What to work on: Copy the lines below word for word, from the line containing "Could you put a marker on each instance of the white" up to and including the line containing "point(359, 446)".

The records:

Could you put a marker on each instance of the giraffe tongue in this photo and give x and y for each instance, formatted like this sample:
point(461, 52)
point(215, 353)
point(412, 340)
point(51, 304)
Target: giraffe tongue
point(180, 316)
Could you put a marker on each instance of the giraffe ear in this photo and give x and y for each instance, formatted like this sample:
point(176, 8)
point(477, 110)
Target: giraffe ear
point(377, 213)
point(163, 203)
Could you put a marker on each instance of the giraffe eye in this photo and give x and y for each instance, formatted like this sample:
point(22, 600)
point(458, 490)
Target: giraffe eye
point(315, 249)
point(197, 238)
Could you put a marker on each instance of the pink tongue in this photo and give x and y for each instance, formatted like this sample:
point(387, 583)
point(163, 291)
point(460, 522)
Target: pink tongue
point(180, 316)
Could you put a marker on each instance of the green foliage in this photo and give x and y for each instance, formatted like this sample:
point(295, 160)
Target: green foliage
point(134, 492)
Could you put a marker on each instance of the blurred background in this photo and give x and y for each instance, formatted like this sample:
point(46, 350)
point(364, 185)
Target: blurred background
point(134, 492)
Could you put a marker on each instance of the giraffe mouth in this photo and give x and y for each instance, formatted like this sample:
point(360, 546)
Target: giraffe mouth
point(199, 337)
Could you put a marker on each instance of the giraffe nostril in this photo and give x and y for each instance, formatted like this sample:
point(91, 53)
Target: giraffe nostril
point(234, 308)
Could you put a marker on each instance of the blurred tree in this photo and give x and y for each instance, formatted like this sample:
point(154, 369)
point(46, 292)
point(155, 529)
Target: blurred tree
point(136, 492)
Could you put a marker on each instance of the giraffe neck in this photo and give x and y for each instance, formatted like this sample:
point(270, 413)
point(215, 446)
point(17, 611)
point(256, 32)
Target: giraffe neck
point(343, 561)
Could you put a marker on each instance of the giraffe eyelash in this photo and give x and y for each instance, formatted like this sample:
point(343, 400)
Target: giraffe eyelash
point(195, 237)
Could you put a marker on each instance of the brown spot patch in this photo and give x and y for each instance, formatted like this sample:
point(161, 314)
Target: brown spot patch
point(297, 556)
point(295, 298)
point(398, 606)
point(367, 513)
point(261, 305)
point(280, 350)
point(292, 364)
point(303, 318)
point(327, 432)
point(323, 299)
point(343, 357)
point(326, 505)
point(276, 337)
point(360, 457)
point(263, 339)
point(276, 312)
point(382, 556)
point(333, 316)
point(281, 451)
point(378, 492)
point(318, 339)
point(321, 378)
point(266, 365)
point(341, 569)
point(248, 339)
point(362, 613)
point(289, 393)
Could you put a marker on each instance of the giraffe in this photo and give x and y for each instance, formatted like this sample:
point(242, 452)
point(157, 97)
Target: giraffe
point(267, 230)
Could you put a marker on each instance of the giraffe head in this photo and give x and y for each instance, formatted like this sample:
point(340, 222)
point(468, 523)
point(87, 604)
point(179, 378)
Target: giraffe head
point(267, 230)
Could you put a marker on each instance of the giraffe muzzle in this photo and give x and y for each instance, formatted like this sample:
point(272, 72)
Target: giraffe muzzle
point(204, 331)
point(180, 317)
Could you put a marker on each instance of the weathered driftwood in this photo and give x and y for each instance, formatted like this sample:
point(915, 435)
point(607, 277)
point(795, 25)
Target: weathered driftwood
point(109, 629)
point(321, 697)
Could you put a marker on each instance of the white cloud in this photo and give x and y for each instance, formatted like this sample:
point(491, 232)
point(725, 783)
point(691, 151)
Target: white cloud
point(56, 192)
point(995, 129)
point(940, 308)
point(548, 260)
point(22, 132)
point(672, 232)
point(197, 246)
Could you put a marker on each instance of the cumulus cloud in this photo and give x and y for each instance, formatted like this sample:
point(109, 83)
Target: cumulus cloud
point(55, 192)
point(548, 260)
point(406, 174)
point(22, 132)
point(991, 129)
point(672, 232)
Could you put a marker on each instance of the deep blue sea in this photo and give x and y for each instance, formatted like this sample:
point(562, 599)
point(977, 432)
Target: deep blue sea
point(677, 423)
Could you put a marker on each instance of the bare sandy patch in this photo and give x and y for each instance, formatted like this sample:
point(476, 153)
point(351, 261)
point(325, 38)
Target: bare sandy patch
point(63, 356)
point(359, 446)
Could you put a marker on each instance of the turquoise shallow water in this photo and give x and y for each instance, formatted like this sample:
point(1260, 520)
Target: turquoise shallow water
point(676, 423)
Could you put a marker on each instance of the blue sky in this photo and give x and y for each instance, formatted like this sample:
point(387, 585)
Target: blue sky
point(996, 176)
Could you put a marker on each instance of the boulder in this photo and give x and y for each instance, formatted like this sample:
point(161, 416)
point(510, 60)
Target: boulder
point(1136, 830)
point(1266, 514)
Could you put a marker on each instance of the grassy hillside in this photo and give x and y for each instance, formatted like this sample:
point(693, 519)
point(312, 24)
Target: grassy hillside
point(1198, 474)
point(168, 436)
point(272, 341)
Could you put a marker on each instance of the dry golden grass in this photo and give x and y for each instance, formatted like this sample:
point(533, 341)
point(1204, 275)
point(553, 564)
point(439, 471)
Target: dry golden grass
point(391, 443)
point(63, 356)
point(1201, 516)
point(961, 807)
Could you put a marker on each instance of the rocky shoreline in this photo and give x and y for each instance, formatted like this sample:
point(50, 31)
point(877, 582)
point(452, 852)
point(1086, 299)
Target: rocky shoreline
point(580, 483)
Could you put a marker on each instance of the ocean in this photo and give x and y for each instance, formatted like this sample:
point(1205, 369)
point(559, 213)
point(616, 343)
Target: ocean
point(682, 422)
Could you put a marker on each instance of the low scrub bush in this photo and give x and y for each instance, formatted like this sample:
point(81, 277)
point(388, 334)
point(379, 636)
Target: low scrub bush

Written response:
Could you put a marker on each instance of the white cloud in this photo and give x and y for each instance, formatted like this sample:
point(491, 232)
point(725, 783)
point(691, 151)
Target: white cloud
point(56, 192)
point(995, 129)
point(940, 308)
point(548, 260)
point(22, 132)
point(672, 232)
point(197, 246)
Could you put a marker on each instance of the cumulus cloud in this photo and give x and y for each instance, formatted like this sample:
point(109, 83)
Target: cumulus cloud
point(55, 192)
point(548, 260)
point(406, 174)
point(22, 132)
point(991, 129)
point(672, 232)
Could you put a marker on each instance of the deep blue sea in this photo and give x and y for each instance, formatted like this sample:
point(562, 599)
point(977, 432)
Target: deep blue sea
point(677, 423)
Could you put a marker on each instance of the bare sandy patch in this photo and give x and y for each instance, formatted like this sample:
point(476, 153)
point(351, 261)
point(325, 38)
Target: bare sandy patch
point(63, 356)
point(359, 446)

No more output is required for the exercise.